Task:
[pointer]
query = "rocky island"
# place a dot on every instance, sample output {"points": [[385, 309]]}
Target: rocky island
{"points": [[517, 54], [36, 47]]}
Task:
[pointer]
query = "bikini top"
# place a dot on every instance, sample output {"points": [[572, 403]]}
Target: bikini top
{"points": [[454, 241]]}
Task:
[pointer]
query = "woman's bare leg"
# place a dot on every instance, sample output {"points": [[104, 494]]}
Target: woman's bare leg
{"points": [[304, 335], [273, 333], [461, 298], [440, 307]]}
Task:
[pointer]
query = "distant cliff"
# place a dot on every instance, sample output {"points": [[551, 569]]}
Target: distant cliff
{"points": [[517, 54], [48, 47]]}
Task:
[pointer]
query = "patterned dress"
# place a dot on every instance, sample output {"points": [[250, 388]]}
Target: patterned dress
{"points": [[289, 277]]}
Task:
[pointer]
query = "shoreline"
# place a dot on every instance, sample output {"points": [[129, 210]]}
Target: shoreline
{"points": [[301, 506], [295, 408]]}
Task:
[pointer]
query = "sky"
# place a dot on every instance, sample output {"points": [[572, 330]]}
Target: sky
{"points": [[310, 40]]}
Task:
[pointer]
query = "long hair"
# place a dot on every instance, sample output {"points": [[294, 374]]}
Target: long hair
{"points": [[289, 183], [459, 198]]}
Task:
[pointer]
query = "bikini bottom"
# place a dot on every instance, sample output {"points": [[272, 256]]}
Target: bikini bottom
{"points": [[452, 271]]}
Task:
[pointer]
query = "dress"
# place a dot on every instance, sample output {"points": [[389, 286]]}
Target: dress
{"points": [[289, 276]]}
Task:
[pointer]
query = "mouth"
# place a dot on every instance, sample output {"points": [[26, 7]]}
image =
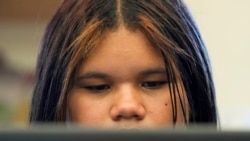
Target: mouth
{"points": [[128, 129]]}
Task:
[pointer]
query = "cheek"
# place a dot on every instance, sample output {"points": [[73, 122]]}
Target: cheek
{"points": [[83, 110]]}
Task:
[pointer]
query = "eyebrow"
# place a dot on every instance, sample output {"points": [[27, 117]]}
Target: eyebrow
{"points": [[101, 75], [97, 75], [152, 71]]}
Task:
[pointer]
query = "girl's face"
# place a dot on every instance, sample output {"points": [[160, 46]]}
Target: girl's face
{"points": [[123, 84]]}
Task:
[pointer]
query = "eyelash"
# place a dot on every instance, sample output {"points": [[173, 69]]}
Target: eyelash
{"points": [[148, 85], [153, 84], [98, 88]]}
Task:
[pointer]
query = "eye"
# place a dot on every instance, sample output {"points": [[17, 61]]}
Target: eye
{"points": [[98, 88], [153, 84]]}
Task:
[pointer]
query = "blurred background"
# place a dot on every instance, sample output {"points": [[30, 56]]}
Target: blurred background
{"points": [[224, 25]]}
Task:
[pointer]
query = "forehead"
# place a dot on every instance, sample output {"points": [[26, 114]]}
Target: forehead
{"points": [[123, 49]]}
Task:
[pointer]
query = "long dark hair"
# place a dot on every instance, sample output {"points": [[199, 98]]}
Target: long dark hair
{"points": [[79, 25]]}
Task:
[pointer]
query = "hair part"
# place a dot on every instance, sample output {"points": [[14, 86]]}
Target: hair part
{"points": [[79, 25]]}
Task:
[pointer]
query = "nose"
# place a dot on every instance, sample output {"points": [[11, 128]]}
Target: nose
{"points": [[127, 105]]}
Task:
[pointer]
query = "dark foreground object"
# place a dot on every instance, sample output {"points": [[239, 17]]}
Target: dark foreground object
{"points": [[48, 133]]}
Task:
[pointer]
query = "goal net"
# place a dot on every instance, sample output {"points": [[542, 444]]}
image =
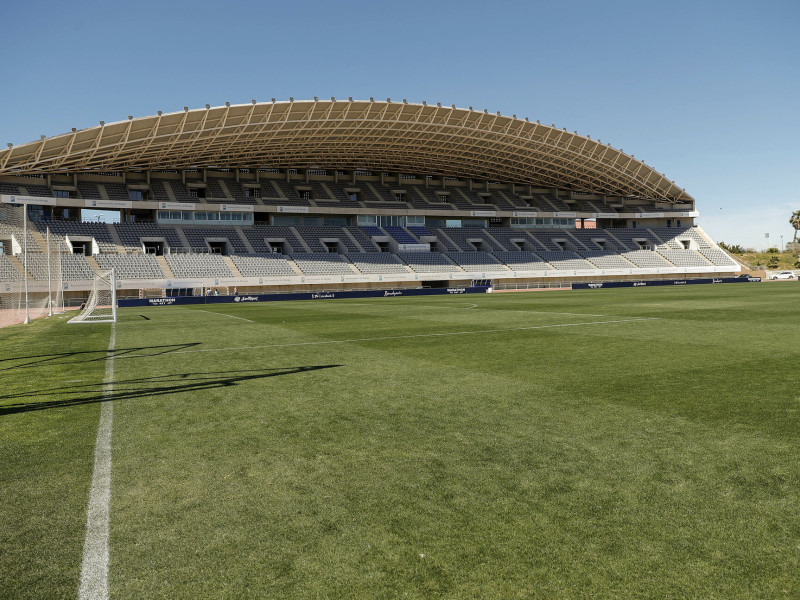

____________

> _Stated goal_:
Gather every line above that contains the word "blurred" and copy each one in full.

> _Answer to the exercise_:
query = "blurred background"
Target: blurred background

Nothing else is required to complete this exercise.